* **WORK REQUIRED**
Take the line containing "Objective — one point per instance of the green kayak" and every line after it to the end of the records, and copy them exactly, excluding pictures.

(Beginning of INFORMATION SHOWN)

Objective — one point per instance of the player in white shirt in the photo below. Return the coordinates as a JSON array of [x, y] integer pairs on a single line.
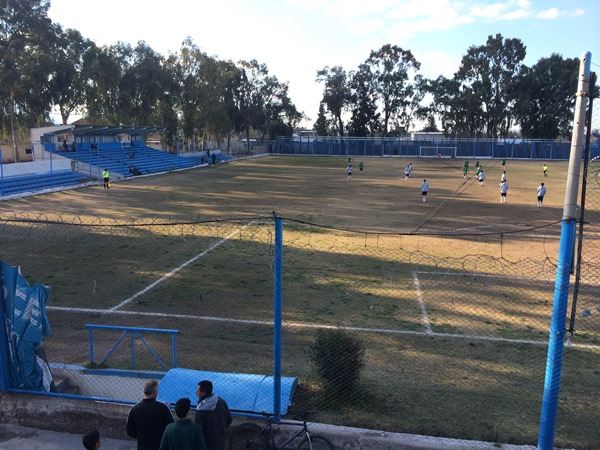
[[503, 191], [541, 192], [424, 189]]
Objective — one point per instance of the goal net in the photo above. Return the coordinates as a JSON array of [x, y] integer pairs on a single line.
[[437, 152]]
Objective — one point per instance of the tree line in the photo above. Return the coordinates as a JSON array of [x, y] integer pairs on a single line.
[[193, 95]]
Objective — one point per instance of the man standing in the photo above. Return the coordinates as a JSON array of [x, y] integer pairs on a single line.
[[148, 419], [213, 416], [503, 191], [481, 178], [183, 434], [424, 189], [106, 178], [541, 193]]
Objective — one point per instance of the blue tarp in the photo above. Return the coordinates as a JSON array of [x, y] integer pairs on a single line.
[[247, 392], [24, 310]]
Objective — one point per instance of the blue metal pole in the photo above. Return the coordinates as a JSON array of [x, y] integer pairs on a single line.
[[91, 346], [277, 308], [565, 259], [4, 353], [174, 339]]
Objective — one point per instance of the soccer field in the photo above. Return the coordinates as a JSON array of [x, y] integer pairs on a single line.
[[452, 297]]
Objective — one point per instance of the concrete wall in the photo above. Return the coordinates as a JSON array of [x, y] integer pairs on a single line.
[[27, 168]]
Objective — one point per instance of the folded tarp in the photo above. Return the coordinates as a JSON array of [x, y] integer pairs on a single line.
[[24, 311], [247, 392]]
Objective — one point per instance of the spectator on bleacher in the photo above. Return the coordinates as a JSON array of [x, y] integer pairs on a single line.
[[148, 419], [213, 416], [106, 178]]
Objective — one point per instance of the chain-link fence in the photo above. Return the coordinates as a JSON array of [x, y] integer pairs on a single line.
[[380, 331]]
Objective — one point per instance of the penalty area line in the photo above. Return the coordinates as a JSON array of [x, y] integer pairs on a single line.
[[424, 316], [177, 269], [267, 323]]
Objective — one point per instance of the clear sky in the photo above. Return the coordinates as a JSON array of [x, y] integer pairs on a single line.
[[295, 38]]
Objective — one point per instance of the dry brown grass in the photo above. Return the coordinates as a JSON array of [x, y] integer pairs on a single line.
[[441, 384]]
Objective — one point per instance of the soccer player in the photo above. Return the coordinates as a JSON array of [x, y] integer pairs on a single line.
[[424, 189], [541, 192], [503, 191], [481, 178]]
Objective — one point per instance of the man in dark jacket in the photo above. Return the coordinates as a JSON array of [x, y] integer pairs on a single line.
[[148, 419], [183, 434], [213, 416]]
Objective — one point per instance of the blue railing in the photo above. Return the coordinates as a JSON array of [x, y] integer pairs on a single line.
[[133, 333], [458, 148]]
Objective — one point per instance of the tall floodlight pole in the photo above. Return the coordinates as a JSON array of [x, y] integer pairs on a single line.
[[563, 270]]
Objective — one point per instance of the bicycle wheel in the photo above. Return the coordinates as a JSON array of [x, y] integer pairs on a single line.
[[318, 443], [248, 436]]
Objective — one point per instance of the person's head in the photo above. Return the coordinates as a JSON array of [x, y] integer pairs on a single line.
[[91, 440], [151, 389], [182, 407], [204, 388]]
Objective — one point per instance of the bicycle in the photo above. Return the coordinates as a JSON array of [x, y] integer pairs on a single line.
[[249, 435]]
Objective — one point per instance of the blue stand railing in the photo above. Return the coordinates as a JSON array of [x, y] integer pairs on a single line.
[[133, 332]]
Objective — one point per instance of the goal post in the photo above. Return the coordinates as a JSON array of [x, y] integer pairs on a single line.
[[437, 151]]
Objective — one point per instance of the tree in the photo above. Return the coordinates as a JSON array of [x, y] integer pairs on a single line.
[[490, 72], [365, 119], [321, 126], [545, 100], [103, 69], [22, 23], [336, 94], [67, 84], [457, 108], [141, 85], [391, 67], [260, 102]]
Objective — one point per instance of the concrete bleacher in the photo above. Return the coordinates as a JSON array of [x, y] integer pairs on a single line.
[[39, 181], [131, 161]]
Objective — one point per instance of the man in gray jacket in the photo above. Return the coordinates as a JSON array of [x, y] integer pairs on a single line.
[[213, 416]]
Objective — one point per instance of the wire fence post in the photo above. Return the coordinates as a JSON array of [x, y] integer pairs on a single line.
[[4, 355], [277, 312], [565, 259]]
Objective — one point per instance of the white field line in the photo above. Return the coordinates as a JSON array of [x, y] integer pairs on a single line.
[[424, 316], [177, 269], [314, 326]]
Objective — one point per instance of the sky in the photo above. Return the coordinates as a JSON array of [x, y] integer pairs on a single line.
[[296, 38]]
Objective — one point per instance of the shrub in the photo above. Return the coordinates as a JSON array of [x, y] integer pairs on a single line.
[[339, 358]]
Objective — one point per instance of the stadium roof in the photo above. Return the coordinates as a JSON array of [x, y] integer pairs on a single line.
[[93, 130]]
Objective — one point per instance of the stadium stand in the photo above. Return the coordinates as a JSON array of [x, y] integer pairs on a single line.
[[38, 182]]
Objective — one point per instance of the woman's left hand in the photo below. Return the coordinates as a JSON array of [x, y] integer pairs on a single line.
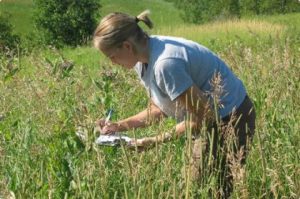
[[142, 143]]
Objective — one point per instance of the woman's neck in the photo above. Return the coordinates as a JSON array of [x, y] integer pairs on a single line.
[[144, 53]]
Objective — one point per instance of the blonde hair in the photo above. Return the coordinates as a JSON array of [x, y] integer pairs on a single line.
[[117, 27]]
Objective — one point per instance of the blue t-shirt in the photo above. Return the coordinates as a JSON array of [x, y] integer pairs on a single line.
[[175, 64]]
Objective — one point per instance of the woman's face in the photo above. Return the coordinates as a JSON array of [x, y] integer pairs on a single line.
[[123, 56]]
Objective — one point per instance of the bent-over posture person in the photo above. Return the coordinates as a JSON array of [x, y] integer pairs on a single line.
[[184, 80]]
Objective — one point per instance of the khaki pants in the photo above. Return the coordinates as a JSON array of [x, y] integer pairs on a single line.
[[223, 147]]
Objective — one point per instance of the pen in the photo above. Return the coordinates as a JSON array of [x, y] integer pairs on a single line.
[[108, 116]]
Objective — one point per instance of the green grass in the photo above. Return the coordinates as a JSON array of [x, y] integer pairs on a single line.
[[42, 105], [21, 13]]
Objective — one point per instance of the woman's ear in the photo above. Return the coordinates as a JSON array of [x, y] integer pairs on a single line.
[[128, 45]]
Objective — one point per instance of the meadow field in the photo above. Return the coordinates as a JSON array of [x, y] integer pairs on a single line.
[[48, 94]]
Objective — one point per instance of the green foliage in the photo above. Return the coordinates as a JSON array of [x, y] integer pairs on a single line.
[[200, 11], [54, 92], [8, 40], [70, 22], [270, 6]]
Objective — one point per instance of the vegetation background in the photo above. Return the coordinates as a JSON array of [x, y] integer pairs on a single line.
[[48, 94]]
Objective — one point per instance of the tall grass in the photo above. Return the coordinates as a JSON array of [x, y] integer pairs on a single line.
[[53, 93]]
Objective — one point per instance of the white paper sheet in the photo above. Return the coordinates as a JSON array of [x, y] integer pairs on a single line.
[[112, 140]]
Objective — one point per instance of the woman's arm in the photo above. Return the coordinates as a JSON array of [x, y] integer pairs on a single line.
[[196, 105], [140, 120]]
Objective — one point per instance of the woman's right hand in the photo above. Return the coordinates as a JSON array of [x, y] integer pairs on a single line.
[[106, 127]]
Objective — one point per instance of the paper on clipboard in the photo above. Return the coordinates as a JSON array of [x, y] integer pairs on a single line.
[[113, 140]]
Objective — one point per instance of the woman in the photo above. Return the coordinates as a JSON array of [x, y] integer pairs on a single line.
[[184, 80]]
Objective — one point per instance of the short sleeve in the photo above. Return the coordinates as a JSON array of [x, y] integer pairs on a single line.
[[172, 77]]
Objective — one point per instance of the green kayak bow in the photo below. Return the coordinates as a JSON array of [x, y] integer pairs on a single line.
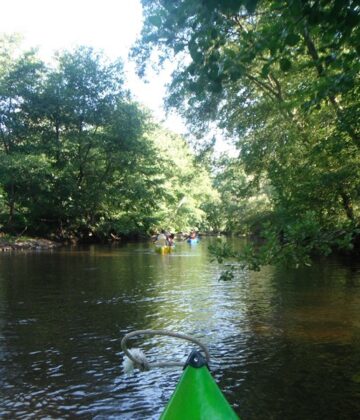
[[197, 395]]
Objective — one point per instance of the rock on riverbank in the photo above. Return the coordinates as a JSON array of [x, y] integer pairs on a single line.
[[26, 244]]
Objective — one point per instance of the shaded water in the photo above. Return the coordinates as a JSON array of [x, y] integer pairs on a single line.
[[284, 344]]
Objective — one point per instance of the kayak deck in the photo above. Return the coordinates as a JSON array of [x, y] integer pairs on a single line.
[[197, 396]]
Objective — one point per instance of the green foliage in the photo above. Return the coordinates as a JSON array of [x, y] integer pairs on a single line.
[[78, 158], [282, 77]]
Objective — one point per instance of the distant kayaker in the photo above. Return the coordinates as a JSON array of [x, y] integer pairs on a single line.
[[161, 239], [171, 239]]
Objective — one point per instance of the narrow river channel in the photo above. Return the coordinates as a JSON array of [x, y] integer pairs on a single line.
[[284, 344]]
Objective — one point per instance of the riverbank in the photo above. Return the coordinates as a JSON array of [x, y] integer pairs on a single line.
[[8, 243]]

(End of INFORMATION SHOWN)

* **REPLY TO THE EXERCISE**
Objective — one point per instance of the green kayak bow in the photo below. Return the coordinates as a JSON array of [x, y] integer pairs on a single line.
[[197, 395]]
Objective — one point per instance of the rock on riverbank in the photo above. Return the coordinates as a JSON array of [x, y] integer pairs on a single line.
[[26, 244]]
Objective — one point per instance of the shaded water in the photo above. Return the coordinates as a JSON array of [x, y] integer pairs on a single line.
[[284, 344]]
Objective — one point per instance of the kayak deck in the photo above. Return the coordinates as a JSON array of [x, y] integer pairs on a single line.
[[197, 396]]
Objective — one point per instance of the green foliage in the photo above. Return the coordinates as a JSON array of [x, y] integer pairs on a single line.
[[78, 158], [282, 77]]
Objective — one point per instance of the distant kayaker in the photo above. Return the coordinates as a JSON array of [x, y] integer pairs on a single line.
[[161, 239], [171, 239]]
Objective — one point per instance of the narrow river channel in the photo above. Return the coordinates as a JSON array of [x, y] integer pairs on a single line.
[[284, 344]]
Objective — one point per instance of the riverbank in the photo above. Return the coordinates as a JSON array of [x, y] integer pairs on a single line.
[[8, 243]]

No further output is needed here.